_ABOUT THIS EXERCISE_
Your answer must be the full set of records, copied exactly, with no pictures in it.

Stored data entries
============================================================

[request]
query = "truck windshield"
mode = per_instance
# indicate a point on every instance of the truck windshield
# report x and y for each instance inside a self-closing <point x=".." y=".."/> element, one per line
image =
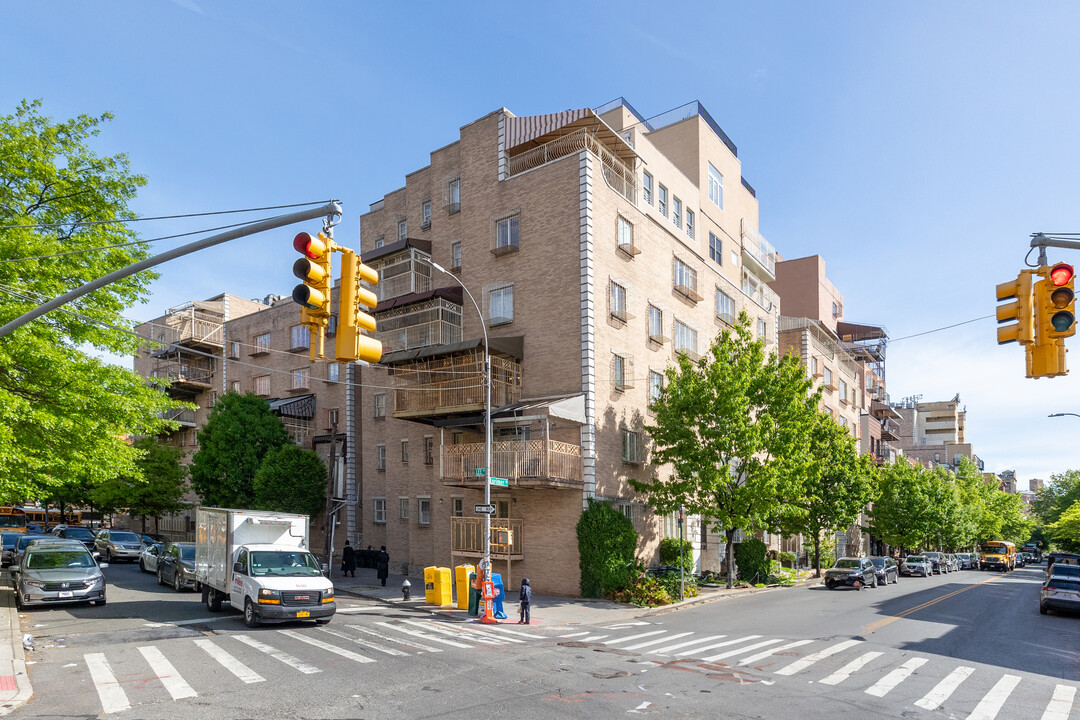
<point x="284" y="564"/>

============================================================

_ANSWER SECTION_
[request]
query = "truck windshield"
mode = per_instance
# indicate a point on every instance of the truck windshield
# report x and y for each instance inside a self-closing <point x=".." y=".."/> element, one per line
image =
<point x="284" y="564"/>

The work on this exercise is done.